Start Provided material

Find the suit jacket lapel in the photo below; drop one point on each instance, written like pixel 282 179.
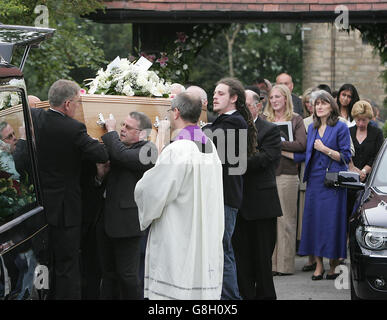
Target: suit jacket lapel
pixel 327 134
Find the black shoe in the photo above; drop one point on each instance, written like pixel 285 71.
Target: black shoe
pixel 332 276
pixel 309 267
pixel 318 277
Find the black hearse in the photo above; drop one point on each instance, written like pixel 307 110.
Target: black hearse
pixel 368 233
pixel 24 259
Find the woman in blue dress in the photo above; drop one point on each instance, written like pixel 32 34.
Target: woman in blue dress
pixel 324 219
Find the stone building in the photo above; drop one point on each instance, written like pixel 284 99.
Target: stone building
pixel 330 56
pixel 336 57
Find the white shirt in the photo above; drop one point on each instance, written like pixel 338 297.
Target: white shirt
pixel 181 197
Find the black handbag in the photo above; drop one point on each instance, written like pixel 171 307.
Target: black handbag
pixel 331 178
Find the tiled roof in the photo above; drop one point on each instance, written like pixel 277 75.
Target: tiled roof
pixel 248 5
pixel 240 10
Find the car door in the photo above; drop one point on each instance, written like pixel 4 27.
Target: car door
pixel 24 259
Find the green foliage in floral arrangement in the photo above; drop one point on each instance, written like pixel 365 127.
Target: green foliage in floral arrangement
pixel 14 195
pixel 122 77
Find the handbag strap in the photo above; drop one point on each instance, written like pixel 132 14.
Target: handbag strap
pixel 341 158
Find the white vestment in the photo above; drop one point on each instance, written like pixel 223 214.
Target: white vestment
pixel 181 197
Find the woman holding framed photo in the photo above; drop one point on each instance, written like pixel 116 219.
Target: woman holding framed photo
pixel 279 110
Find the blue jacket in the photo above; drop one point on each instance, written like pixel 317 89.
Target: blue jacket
pixel 336 138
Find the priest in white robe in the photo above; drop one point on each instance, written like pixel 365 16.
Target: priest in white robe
pixel 181 198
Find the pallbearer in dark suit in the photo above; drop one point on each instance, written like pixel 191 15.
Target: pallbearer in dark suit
pixel 61 143
pixel 256 226
pixel 119 232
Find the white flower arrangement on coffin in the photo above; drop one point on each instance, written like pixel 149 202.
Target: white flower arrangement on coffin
pixel 9 99
pixel 122 77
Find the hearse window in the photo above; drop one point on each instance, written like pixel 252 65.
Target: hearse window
pixel 381 172
pixel 17 191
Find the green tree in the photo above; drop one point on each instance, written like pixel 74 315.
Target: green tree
pixel 376 35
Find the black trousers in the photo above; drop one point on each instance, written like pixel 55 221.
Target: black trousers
pixel 65 249
pixel 120 261
pixel 254 242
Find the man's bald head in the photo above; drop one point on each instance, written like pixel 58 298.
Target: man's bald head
pixel 200 93
pixel 286 80
pixel 32 101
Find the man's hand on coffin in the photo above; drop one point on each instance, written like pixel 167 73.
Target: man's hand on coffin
pixel 110 124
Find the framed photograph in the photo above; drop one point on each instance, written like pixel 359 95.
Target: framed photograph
pixel 286 130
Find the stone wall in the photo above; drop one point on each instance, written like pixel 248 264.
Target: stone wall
pixel 335 57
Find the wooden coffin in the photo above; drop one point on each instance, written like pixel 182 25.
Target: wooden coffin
pixel 120 107
pixel 14 116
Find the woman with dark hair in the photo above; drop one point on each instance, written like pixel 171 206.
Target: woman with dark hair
pixel 346 98
pixel 324 219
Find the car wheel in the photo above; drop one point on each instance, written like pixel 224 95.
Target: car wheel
pixel 353 293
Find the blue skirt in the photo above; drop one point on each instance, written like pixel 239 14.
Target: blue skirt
pixel 324 222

End Provided material

_Given problem_: Will you set down the records word for word while leaving out every picture?

_In response_:
Find the suit jacket lapel in the photo below; drop one point on each instance, written like pixel 282 179.
Target: suit jacket lapel
pixel 327 134
Find the black shoe in the photo above; drop one point on each instance, written like pixel 285 71.
Target: black shoe
pixel 332 276
pixel 309 267
pixel 318 277
Find the black hearse in the photo above; drop one point on each instance, written like pixel 307 110.
Target: black hearse
pixel 368 233
pixel 24 259
Find the woman in blue dress in the photo above; drop one point on each instance, written like pixel 32 34.
Target: woman in blue dress
pixel 324 219
Find the stone building in the photo above; drop one point on each instance, written like pixel 284 99.
Target: stone building
pixel 330 56
pixel 336 57
Find the white shirt in the photo above; drop one point on each instance, written like pixel 338 297.
Target: white shirt
pixel 181 197
Find the black handbag in the photo above; drop one point on each instance, written like pixel 171 307.
Target: black handbag
pixel 331 178
Find the tiled roof in the photo above; drop one point on each instance, written like pixel 277 75.
Target: tiled roof
pixel 248 5
pixel 240 10
Find the car door in the photo above; drop one point on each instance, written like pixel 4 27.
Target: car door
pixel 24 259
Find the green foliage in floral arrangement in the photo above; drop one point on each instance, written like pixel 365 127.
Target: green foliage in floral arrangement
pixel 14 195
pixel 122 77
Find the handbag strap in the photo above; drop one point on each instance, written like pixel 132 14.
Target: handbag strap
pixel 341 158
Find the white vestment in the photo above; drop one point on each instance, written like pixel 223 214.
Target: white vestment
pixel 181 197
Find the woman holding framed photo in the photo above; drop one point on each instance, written like pixel 116 219.
Target: woman holding framed photo
pixel 279 110
Find the blue jacket in the photo above; drop one point on each instance, written like pixel 317 89.
Target: blue jacket
pixel 336 138
Find the priest in white robe in the photo above; drop one point on each instance, written like pixel 365 16.
Target: priest in white robe
pixel 181 198
Find the pallbearer in dark suit in the photo above; drop one point on each instance, written like pixel 191 15.
Target: pallbearer in dark suit
pixel 61 143
pixel 256 226
pixel 119 232
Find the white flower arrangement on coffin in the photo above; drop one point on each instance, written like pixel 149 202.
Target: white flower arrangement on coffin
pixel 9 99
pixel 122 77
Find the hearse window in the photo above; drop one point on each instance, written like pixel 252 65.
Target: hearse window
pixel 381 172
pixel 17 191
Find the green tree in the photo above; drop one point on each instance, written like pixel 74 315.
Target: green tree
pixel 376 35
Find the black trousers in the photo above; drop one point on each instance, written like pixel 55 221.
Target: black trousers
pixel 65 249
pixel 120 261
pixel 254 242
Find the man's bald head in the photo above; drop one point on each instance, written like pixel 58 298.
Target: man's bald head
pixel 200 93
pixel 286 80
pixel 32 101
Find the man's hand on coffin in the photo above; drop one point on each instance, written like pixel 167 73.
Target: man's hand on coffin
pixel 110 124
Find the framed photograph in the photo above; drop one point on each instance, written like pixel 359 95.
Target: framed photograph
pixel 286 130
Find the stone wall in the photo above; drop one point on each instance, written like pixel 248 264.
Target: stone wall
pixel 335 57
Find the wooden coffin in the photo above; drop one point on each instance, written like pixel 182 25.
Target: wooden coffin
pixel 120 107
pixel 14 116
Find the woman with dark hair in the photo above; drop one point on each instance, written like pixel 171 206.
Target: woman with dark hair
pixel 346 98
pixel 324 219
Find the car wheel in the photo above; drop one point on each instance, written like pixel 224 95.
Target: car wheel
pixel 353 293
Find the blue skirt in the photo above; drop one point on each instance, written like pixel 239 14.
Target: blue skirt
pixel 324 222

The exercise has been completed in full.